━━━━━ Quellenauszug

Im Wald – taz
erschienen in der Kolumne „Zwischen Menschen“, in taz. die Tageszeitung, 13.11.2020
Die Welt ist laut. Der Wald ist still. Draußen kursieren Corona, Ängste, Konflikte und Wut. Drinnen im Wald wirkt das Geschehen unwirklich, weit weg. Erster Winterfrost knirscht unter den Füßen. Die Luft ist feucht und satt von Sauerstoff. Ein Specht klopft an einen Stamm. Sonst ist es still.Wir sind in den Wald gefahren, um Pilze für das Abendessen zu sammeln. Die letzten Wochen waren feucht. Es sollen wieder viele Pilze stehen.

━━━━━━━━━━
━━━━━ Entnommenes Material

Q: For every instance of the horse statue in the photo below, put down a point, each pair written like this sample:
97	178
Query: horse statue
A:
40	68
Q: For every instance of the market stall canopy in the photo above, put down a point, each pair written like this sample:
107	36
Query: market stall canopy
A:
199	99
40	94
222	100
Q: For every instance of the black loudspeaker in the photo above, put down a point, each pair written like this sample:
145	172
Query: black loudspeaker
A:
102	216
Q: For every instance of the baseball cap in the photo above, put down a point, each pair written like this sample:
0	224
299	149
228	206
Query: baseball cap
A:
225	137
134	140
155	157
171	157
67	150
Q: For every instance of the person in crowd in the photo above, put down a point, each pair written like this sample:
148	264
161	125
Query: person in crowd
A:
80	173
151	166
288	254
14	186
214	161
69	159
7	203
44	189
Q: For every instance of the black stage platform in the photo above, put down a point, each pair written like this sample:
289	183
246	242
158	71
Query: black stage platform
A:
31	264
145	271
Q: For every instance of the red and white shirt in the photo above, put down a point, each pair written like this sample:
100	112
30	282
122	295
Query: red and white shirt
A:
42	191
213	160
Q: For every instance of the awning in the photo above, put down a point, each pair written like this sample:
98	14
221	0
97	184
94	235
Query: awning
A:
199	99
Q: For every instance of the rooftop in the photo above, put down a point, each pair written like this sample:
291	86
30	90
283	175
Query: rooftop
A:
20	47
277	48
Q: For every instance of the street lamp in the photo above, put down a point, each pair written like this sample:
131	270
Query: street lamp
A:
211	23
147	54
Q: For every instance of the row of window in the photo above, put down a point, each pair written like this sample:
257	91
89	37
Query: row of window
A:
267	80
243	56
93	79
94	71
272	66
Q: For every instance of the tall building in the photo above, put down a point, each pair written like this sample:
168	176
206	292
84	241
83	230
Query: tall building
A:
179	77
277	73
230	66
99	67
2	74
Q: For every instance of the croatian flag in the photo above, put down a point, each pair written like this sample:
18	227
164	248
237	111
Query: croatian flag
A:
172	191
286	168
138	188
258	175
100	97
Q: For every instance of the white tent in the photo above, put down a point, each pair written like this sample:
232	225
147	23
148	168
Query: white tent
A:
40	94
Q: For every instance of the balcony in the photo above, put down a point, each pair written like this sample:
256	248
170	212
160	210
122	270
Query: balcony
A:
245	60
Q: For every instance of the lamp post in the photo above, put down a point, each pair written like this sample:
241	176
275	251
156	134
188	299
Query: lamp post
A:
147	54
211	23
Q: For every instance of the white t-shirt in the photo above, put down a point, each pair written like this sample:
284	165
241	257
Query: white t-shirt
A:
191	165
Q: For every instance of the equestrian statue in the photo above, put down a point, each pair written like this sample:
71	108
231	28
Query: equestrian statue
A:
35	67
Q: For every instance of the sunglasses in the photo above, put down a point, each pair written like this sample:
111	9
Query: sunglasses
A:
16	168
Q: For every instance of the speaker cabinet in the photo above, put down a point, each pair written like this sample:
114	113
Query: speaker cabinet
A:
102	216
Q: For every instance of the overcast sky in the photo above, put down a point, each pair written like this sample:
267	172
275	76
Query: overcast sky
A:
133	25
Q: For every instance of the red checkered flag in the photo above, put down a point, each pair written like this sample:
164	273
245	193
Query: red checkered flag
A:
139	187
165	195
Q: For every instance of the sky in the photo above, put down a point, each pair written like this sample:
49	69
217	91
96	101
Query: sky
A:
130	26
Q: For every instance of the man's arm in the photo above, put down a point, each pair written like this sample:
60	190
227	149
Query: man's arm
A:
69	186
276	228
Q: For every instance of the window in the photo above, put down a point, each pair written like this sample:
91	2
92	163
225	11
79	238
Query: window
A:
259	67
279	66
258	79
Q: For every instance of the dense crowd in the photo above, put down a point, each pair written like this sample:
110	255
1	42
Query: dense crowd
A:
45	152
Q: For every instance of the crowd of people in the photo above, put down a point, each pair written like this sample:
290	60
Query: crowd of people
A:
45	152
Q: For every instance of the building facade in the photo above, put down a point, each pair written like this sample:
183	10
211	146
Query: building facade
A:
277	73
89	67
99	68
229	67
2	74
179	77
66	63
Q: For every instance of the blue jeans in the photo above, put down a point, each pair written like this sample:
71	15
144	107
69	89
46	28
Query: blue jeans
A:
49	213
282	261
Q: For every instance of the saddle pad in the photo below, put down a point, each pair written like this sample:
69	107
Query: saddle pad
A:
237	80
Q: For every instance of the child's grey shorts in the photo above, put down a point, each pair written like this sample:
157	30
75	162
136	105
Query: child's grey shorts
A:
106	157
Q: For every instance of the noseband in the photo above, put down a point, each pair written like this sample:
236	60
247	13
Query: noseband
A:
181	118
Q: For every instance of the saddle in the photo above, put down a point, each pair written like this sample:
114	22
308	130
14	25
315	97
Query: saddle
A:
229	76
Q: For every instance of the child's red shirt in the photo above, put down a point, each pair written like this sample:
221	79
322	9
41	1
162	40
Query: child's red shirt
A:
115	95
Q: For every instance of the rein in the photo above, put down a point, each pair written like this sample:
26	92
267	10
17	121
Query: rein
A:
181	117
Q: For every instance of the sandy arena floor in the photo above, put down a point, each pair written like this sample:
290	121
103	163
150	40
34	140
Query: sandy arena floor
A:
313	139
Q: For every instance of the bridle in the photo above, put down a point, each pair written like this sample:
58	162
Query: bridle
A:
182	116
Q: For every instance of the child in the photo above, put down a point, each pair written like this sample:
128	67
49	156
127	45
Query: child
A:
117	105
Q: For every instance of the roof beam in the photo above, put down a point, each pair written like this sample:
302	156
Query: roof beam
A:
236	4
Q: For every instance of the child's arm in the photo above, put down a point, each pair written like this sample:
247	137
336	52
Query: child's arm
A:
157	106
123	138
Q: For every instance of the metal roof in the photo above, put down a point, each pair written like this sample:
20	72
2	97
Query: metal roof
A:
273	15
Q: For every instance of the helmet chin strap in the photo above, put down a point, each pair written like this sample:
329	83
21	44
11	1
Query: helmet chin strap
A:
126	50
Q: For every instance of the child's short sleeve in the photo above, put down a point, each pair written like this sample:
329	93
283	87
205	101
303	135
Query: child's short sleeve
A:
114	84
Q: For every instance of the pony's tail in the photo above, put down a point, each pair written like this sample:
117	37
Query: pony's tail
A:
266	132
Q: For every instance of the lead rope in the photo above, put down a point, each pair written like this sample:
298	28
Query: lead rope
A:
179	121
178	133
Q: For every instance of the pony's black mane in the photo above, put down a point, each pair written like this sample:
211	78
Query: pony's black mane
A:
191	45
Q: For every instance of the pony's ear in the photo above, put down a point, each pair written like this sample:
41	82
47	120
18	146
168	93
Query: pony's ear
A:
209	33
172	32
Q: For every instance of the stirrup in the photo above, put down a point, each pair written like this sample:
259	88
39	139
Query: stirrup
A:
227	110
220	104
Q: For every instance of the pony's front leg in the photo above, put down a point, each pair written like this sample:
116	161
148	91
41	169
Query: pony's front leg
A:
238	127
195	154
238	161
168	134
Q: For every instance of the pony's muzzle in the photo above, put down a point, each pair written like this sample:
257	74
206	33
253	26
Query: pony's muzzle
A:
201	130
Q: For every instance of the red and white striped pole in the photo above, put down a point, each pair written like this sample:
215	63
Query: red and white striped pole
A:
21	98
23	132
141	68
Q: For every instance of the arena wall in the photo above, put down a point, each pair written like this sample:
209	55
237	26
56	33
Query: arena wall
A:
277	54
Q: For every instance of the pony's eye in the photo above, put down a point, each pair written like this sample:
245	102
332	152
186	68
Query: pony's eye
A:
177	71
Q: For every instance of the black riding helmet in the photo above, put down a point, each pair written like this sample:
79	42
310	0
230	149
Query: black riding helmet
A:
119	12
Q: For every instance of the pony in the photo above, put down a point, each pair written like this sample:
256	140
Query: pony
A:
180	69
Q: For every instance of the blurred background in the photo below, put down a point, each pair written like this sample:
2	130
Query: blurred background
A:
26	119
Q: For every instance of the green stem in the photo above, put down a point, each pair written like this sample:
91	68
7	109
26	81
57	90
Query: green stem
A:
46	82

━━━━━━━━━━

## Aufgaben:
1) In welcher Kolumne erschien der Textauszug?
2) Ersetze im Textauszug „Specht“ durch „Eichelhäher“ und gib alles von „Im Wald – taz“ bis hinunter zu „viele Pilze stehen.“ wieder.
3) Was kursiert laut dem Textauszug draußen? Nenne alles.
Die Einträge spielen hierfür keine Rolle.

## Lösungen:
1) In der Kolumne „Zwischen Menschen“.

2)
Im Wald – taz
erschienen in der Kolumne „Zwischen Menschen“, in taz. die Tageszeitung, 13.11.2020
Die Welt ist laut. Der Wald ist still. Draußen kursieren Corona, Ängste, Konflikte und Wut. Drinnen im Wald wirkt das Geschehen unwirklich, weit weg. Erster Winterfrost knirscht unter den Füßen. Die Luft ist feucht und satt von Sauerstoff. Ein Eichelhäher klopft an einen Stamm. Sonst ist es still.Wir sind in den Wald gefahren, um Pilze für das Abendessen zu sammeln. Die letzten Wochen waren feucht. Es sollen wieder viele Pilze stehen.

3) Corona, Ängste, Konflikte und Wut.